Exercise → Below are records to print word for word; include none of their pictures.

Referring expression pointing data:
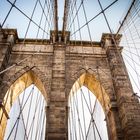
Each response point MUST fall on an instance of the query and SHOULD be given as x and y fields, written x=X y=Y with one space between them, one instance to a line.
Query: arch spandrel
x=89 y=80
x=16 y=88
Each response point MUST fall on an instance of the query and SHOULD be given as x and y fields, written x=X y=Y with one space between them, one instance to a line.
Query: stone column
x=57 y=118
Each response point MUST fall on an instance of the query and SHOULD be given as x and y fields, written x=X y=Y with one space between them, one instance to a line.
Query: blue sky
x=97 y=26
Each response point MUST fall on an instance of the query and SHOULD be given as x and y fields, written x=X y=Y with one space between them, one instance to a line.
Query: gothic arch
x=89 y=80
x=22 y=80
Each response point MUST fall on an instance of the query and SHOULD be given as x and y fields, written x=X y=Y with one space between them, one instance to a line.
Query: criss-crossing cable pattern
x=130 y=30
x=82 y=102
x=29 y=118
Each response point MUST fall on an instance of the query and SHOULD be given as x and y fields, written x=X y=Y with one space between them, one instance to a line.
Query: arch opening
x=23 y=93
x=86 y=119
x=27 y=116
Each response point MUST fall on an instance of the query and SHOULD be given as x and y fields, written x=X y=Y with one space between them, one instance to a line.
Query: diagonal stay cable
x=27 y=16
x=19 y=115
x=8 y=13
x=95 y=16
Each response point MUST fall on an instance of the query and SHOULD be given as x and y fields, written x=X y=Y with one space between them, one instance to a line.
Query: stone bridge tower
x=54 y=65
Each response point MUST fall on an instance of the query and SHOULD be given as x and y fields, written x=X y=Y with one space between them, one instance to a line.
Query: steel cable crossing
x=130 y=29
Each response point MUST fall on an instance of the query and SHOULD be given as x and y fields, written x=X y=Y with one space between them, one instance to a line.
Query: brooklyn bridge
x=70 y=70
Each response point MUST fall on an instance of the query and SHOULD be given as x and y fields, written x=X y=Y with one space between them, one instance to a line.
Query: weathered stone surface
x=58 y=66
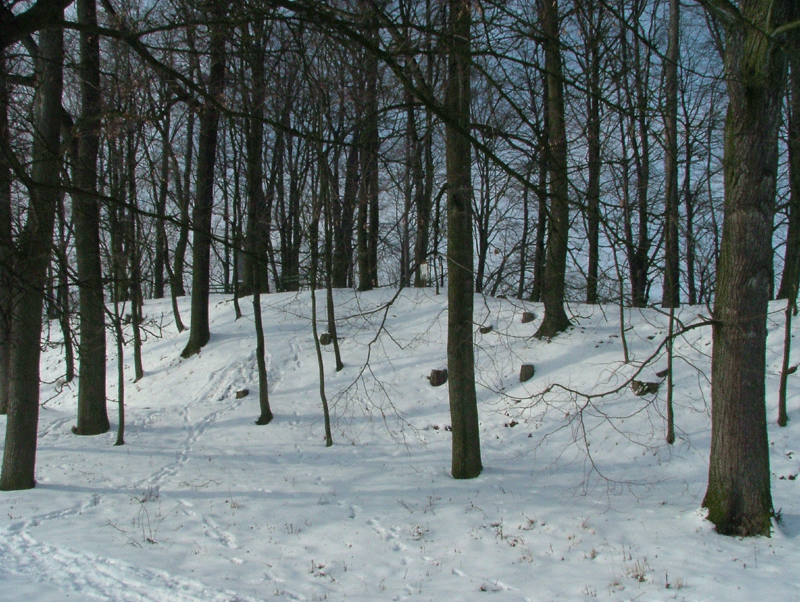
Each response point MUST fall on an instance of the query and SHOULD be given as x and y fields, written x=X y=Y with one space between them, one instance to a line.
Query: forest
x=626 y=152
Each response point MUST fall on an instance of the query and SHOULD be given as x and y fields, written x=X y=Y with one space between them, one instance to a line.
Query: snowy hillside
x=580 y=498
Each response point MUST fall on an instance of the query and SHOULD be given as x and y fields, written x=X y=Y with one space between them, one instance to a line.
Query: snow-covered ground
x=579 y=500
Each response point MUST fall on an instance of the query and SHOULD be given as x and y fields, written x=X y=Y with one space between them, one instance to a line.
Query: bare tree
x=738 y=497
x=466 y=461
x=32 y=256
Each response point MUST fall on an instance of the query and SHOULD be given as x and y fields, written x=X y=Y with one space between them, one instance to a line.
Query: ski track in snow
x=222 y=382
x=99 y=577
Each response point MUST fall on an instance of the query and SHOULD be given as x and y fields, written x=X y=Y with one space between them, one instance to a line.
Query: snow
x=580 y=499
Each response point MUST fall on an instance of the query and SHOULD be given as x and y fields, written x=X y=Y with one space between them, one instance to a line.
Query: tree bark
x=738 y=497
x=466 y=454
x=6 y=246
x=671 y=292
x=199 y=333
x=92 y=411
x=555 y=317
x=33 y=256
x=791 y=264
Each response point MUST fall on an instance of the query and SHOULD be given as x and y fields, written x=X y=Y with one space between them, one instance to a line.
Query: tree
x=32 y=256
x=671 y=292
x=738 y=498
x=6 y=245
x=199 y=332
x=555 y=318
x=92 y=413
x=466 y=460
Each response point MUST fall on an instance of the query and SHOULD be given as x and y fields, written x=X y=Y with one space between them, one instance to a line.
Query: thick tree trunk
x=738 y=498
x=466 y=460
x=92 y=411
x=33 y=256
x=592 y=34
x=555 y=317
x=199 y=333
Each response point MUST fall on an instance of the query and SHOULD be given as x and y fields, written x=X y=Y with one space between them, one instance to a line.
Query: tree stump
x=438 y=377
x=642 y=388
x=526 y=372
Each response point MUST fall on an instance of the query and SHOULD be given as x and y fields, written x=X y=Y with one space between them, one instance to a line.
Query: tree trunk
x=555 y=317
x=791 y=264
x=6 y=247
x=671 y=292
x=33 y=256
x=738 y=497
x=199 y=333
x=161 y=254
x=92 y=411
x=179 y=258
x=593 y=19
x=466 y=460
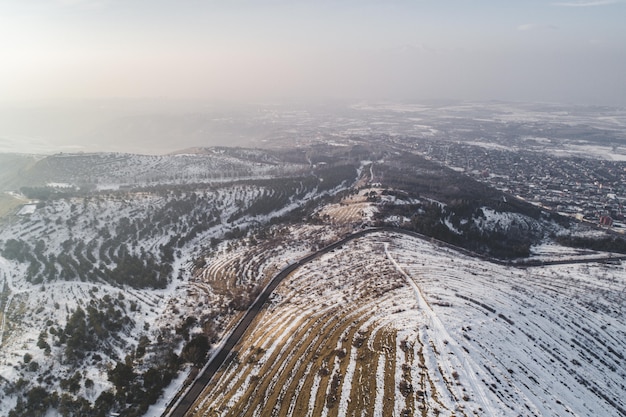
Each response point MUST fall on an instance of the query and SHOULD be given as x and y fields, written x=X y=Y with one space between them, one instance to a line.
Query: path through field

Task response →
Each response point MUST fall on an instance of the query and SHOULD be given as x and y fields, written x=X y=Y with one space between them, one instance to a line.
Query: arch spandrel
x=89 y=80
x=16 y=88
Each response point MUST fall on an instance of the query and SHOULD be given as x and y fields, written x=X y=Y with one space between them, one instance to a line.
Query: stone column
x=57 y=118
Each response point MUST fall on an instance of the query and SHOULD be given as x and y fields, written x=X y=Y with one space between them, one instance to a line.
Query: blue sky
x=97 y=26
Each response point MUST fall on an instance of the query and SHOULD be given as x and y fields, written x=X y=Y with one space between them, one instance to a line.
Query: gothic arch
x=89 y=80
x=22 y=80
Each response point MUST fall on an instance of the query and SHOULD be given as x and y fields, written x=X y=Y with one space between them, one instance to a line.
Query: criss-crossing cable pattern
x=130 y=30
x=82 y=102
x=29 y=118
Each response point MUST fall on an instance of the query and SHOULD be given as x and y fields, written x=X y=Y with one space between them, one instance to a line.
Query: arch opening
x=23 y=93
x=86 y=119
x=27 y=116
Each response point MUST fall on an instance of the query and SHOULD be given as x and y fields, written x=X y=Y with one space between them, one instance to a line.
Query: diagonal stay cable
x=27 y=16
x=19 y=115
x=8 y=13
x=95 y=16
Each response point MUST fall on an instance of the query and SHOULD be given as x and y fields, written x=X y=Y with one space between them, one instance to a line.
Query: stone bridge tower
x=54 y=65
Each response point MUST fall on an instance of the query and SHOULD be given as x and y fields, written x=X y=Y with one space between them, one instance to a line.
Query: steel cable crossing
x=130 y=29
Each response point MUST fall on an instance of the query and SHOULD be given as x and y fields, written x=X y=Y with one space between them, one instance to a line.
Query: brooklyn bridge
x=70 y=70
Each response point MUST fall on an instance of the query and SHOULD be given as x and y fields, written x=X y=Y with one space between them, one instance to a line.
Query: weathered stone surface
x=58 y=66
Each response point MUST fall on an instance of the query and SHOULD be given as x and y fields, written x=X y=Y with one space between them, one instance to a line.
Query: forest
x=626 y=152
Each response point MUST fall on an instance of the query and SHOULD be given as x and y fields, written x=X y=Y with one space between them, one instance to a line.
Query: snowy hillside
x=580 y=498
Each response point MUST fall on an instance of the query and SHOULD be given as x and y fields, written x=X y=Y with one space between them, one instance to a line.
Query: snow-covered ground
x=579 y=500
Each response point MUST fall on an instance of the query and SHOULD be given as x and y fields, written x=X y=Y with one space between them, one instance to a line.
Query: bare tree
x=738 y=497
x=466 y=461
x=32 y=256
Each response point MUST fall on an instance of the query and SHOULD be given as x and y fields, written x=X y=Y with one space between them, one instance to a line.
Query: ski track in snow
x=222 y=382
x=99 y=577
Each response point MUST fall on an instance of the query and SHOULD be given as x and y fields, written x=X y=Y with one space between them, one instance to a line.
Query: snow
x=580 y=499
Each response point MUST fall on an instance of the query and SHOULD be given as x and y fields, written x=X y=Y with one space between them, one instance to a line.
Query: tree bark
x=738 y=497
x=466 y=454
x=6 y=246
x=671 y=292
x=199 y=333
x=92 y=411
x=555 y=317
x=33 y=256
x=791 y=264
Each response point MUST fall on an instance of the query and SHOULD be given as x and y fields, written x=X y=Y with one space between them, one instance to a line.
Query: tree
x=32 y=256
x=671 y=292
x=738 y=498
x=6 y=245
x=199 y=332
x=555 y=318
x=92 y=413
x=466 y=460
Each response point MUST fall on an instance of the query and SHOULD be given as x and y fields, written x=X y=Y with one space between them, one instance to a line.
Query: thick tree trunk
x=738 y=498
x=466 y=460
x=92 y=411
x=33 y=256
x=592 y=34
x=555 y=317
x=199 y=333
Each response point MUST fall on an instance of the query and SHOULD be given as x and y fields, written x=X y=Y with one space between them, one instance to a line.
Query: tree stump
x=438 y=377
x=642 y=388
x=526 y=372
Each response point MUST fall on an instance of the query and SHOULD be given as x and y fields, written x=X y=Y with one space between them, one instance to a line.
Query: tree trunk
x=555 y=317
x=791 y=264
x=6 y=247
x=671 y=292
x=33 y=256
x=738 y=497
x=199 y=333
x=161 y=254
x=92 y=411
x=179 y=258
x=593 y=19
x=466 y=460
Each response point MUST fall on an instance of the query and SHOULD be given as x and y fields, written x=X y=Y with one space between them, one instance to a line.
Query: path through field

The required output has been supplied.